## Entries provided
◆ ◆ ◆ ◆
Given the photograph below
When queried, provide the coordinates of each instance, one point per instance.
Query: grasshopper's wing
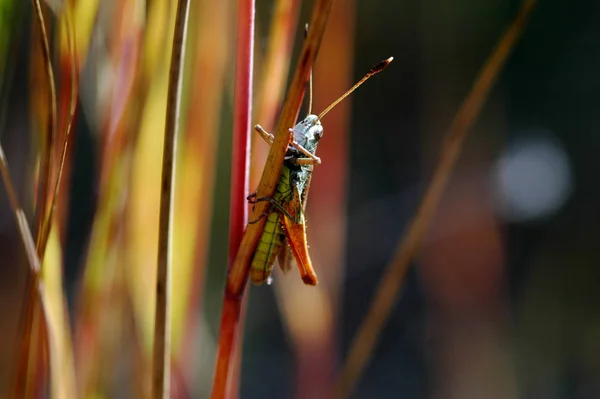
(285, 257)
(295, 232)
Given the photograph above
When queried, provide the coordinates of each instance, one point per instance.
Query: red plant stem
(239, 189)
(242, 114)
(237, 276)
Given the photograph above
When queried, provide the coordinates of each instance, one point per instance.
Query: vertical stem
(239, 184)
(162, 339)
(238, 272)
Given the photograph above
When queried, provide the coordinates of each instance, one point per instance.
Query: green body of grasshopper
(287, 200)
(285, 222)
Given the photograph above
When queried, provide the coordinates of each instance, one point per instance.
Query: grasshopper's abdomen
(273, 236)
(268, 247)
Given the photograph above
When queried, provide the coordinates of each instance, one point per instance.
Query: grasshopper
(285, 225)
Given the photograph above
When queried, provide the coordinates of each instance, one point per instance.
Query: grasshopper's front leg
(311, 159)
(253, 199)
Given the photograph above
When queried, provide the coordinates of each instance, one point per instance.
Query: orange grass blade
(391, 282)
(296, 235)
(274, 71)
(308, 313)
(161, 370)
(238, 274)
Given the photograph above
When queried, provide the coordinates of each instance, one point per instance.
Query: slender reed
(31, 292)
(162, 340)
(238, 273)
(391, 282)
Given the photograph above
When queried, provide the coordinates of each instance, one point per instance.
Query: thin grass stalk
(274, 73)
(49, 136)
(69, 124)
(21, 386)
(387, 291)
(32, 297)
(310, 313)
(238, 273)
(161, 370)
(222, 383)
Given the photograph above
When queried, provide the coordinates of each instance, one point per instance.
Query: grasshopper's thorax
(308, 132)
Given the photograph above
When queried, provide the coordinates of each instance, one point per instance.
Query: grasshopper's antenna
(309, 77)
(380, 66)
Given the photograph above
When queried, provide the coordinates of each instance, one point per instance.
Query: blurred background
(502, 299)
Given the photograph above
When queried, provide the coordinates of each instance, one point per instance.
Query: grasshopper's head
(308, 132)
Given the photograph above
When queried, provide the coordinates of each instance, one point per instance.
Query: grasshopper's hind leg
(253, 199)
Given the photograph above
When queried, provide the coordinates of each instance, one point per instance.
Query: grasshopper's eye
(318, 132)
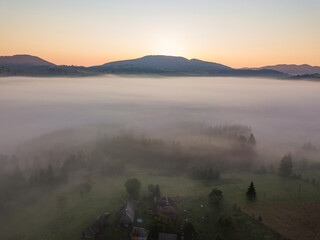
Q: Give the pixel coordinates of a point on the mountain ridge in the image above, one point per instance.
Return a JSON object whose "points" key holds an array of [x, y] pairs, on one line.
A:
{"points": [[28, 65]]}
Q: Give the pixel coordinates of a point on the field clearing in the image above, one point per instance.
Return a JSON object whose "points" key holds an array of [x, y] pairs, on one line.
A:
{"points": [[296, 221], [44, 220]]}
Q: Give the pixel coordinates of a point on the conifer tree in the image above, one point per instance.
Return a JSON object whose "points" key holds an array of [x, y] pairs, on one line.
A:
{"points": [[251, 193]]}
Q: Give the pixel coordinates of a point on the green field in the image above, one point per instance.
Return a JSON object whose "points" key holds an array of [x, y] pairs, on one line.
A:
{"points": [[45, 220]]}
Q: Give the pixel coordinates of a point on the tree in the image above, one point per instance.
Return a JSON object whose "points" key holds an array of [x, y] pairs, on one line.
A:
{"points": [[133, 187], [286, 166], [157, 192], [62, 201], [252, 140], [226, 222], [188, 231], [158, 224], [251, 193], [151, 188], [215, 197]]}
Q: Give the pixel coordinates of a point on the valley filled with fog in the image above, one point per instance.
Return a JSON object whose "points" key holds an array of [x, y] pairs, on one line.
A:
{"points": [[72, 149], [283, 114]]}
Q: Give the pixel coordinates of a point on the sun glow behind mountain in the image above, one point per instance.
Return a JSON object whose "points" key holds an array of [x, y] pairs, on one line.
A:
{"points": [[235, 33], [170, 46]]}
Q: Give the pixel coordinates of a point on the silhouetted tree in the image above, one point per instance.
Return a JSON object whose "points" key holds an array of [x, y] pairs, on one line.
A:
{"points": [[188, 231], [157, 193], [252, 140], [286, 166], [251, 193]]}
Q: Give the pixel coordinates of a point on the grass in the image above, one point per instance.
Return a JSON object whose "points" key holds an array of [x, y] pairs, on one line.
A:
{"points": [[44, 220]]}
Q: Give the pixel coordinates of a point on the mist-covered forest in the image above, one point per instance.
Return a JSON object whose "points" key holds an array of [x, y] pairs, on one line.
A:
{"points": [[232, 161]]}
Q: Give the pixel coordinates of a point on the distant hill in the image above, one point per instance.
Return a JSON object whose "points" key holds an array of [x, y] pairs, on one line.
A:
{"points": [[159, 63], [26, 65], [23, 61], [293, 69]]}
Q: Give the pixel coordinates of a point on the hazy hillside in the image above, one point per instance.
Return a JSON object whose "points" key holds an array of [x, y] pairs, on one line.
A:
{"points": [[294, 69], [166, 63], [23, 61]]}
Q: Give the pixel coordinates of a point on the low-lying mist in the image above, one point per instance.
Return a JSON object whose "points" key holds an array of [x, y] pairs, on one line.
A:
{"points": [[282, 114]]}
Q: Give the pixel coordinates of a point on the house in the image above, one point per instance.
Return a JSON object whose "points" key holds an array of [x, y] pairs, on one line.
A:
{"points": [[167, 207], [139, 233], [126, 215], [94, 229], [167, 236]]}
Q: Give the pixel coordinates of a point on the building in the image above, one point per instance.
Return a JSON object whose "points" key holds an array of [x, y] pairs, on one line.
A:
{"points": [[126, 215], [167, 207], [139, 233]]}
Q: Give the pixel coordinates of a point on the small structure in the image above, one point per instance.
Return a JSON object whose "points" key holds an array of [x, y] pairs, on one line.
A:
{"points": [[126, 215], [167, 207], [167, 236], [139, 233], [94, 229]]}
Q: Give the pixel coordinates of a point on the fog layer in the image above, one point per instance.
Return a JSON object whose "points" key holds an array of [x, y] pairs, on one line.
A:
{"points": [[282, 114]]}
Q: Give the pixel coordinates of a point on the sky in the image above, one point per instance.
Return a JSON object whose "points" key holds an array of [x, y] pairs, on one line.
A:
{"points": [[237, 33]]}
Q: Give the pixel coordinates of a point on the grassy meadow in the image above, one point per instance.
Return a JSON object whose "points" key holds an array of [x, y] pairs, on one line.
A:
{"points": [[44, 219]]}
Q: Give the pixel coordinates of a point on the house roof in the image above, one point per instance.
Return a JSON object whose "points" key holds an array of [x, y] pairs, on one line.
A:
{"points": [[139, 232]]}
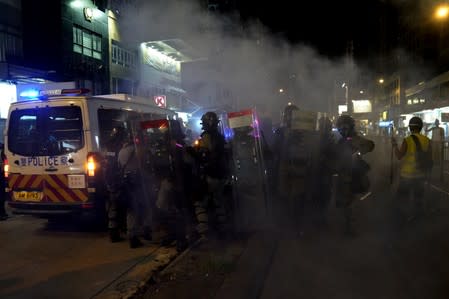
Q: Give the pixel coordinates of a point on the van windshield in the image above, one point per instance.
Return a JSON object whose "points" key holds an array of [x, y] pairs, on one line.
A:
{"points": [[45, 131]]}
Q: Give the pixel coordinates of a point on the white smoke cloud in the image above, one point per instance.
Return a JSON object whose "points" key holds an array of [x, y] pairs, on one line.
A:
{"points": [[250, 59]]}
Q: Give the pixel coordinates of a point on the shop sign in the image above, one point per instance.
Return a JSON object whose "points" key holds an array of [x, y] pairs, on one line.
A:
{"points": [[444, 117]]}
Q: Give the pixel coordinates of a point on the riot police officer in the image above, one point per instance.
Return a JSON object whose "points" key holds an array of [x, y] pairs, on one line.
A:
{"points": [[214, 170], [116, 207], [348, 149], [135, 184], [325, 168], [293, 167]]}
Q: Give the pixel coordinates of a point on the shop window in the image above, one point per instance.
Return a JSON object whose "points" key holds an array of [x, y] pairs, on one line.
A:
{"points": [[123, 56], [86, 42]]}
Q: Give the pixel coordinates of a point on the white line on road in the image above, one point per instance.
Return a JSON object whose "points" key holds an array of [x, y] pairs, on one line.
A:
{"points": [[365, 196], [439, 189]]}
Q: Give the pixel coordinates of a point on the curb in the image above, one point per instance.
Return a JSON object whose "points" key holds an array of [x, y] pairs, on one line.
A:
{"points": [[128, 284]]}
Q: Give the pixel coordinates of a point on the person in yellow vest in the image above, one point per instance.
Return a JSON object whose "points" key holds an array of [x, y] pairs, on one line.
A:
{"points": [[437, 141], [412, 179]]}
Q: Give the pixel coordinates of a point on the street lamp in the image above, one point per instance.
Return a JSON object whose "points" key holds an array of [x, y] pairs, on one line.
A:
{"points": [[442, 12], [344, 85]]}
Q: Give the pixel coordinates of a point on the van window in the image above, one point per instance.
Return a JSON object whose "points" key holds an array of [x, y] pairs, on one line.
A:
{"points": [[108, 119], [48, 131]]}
◆ ◆ ◆ ◆
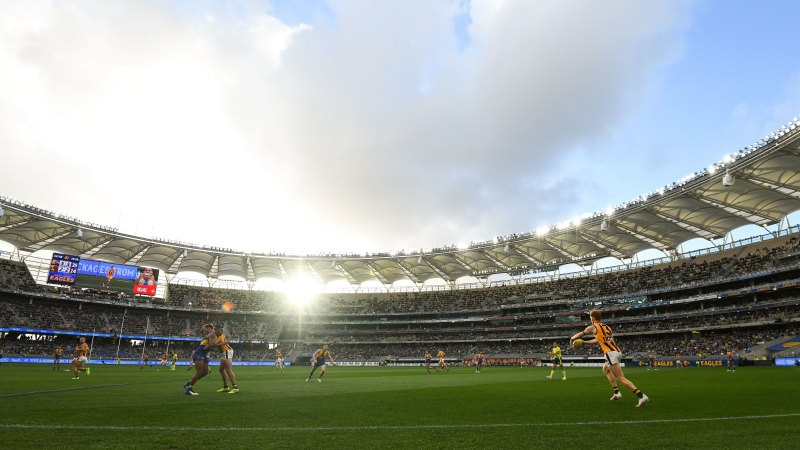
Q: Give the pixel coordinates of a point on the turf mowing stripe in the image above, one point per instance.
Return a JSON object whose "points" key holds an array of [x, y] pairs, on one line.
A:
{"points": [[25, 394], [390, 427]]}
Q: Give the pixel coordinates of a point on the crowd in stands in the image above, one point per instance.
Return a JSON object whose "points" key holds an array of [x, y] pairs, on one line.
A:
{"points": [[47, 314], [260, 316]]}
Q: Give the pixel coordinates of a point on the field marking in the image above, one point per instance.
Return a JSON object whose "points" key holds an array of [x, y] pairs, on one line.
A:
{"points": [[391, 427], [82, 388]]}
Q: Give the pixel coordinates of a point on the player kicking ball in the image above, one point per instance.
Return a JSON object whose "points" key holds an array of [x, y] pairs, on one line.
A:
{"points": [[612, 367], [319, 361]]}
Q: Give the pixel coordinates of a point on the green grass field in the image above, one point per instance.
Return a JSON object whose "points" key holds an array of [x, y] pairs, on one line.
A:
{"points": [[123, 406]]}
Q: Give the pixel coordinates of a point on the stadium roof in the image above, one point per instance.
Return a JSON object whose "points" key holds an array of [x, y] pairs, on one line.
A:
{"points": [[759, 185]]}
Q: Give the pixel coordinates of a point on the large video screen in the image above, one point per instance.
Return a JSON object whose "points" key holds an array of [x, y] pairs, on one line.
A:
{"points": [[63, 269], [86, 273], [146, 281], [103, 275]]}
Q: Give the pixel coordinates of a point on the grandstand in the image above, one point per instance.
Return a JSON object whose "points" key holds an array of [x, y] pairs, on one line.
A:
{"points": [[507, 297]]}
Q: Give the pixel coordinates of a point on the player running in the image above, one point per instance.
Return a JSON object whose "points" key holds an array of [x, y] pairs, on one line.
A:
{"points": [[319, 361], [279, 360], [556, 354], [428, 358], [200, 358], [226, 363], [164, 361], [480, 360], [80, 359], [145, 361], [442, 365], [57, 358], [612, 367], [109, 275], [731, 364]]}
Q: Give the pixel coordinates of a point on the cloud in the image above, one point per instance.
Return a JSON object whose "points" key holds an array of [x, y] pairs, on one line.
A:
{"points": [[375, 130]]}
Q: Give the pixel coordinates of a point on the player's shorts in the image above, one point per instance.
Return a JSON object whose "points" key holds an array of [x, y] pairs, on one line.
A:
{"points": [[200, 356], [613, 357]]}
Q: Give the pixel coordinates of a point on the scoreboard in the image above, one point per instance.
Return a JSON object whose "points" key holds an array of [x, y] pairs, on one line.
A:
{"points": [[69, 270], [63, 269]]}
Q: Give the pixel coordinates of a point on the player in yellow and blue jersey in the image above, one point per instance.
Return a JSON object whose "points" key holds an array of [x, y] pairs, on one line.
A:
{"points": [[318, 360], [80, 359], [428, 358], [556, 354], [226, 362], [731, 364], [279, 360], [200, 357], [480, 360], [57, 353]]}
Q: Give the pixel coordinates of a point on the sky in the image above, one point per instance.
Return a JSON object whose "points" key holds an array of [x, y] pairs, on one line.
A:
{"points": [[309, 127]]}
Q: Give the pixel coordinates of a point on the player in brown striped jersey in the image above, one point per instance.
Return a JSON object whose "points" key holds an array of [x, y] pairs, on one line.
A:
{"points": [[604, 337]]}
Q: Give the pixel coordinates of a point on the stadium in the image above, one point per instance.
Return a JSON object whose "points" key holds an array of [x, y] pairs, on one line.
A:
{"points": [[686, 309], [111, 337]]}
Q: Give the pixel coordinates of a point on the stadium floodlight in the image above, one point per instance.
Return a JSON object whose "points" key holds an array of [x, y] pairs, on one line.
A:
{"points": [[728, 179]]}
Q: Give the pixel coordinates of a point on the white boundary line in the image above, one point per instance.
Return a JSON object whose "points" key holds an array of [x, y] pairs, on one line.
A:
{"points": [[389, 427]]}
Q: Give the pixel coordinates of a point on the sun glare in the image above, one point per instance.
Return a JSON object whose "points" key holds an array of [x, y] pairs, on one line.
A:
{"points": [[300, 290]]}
◆ ◆ ◆ ◆
Check all the records above and select each line where the string "white" is found.

Q: Give the pixel coordinates of a point on the white smoke cloud in the image above, one point per instance.
Q: Give the pixel coordinates of a point on the white line on road in the image above, one point per instance.
Q: Give the pixel coordinates of a point on the white boundary line in the image above, one point per instance.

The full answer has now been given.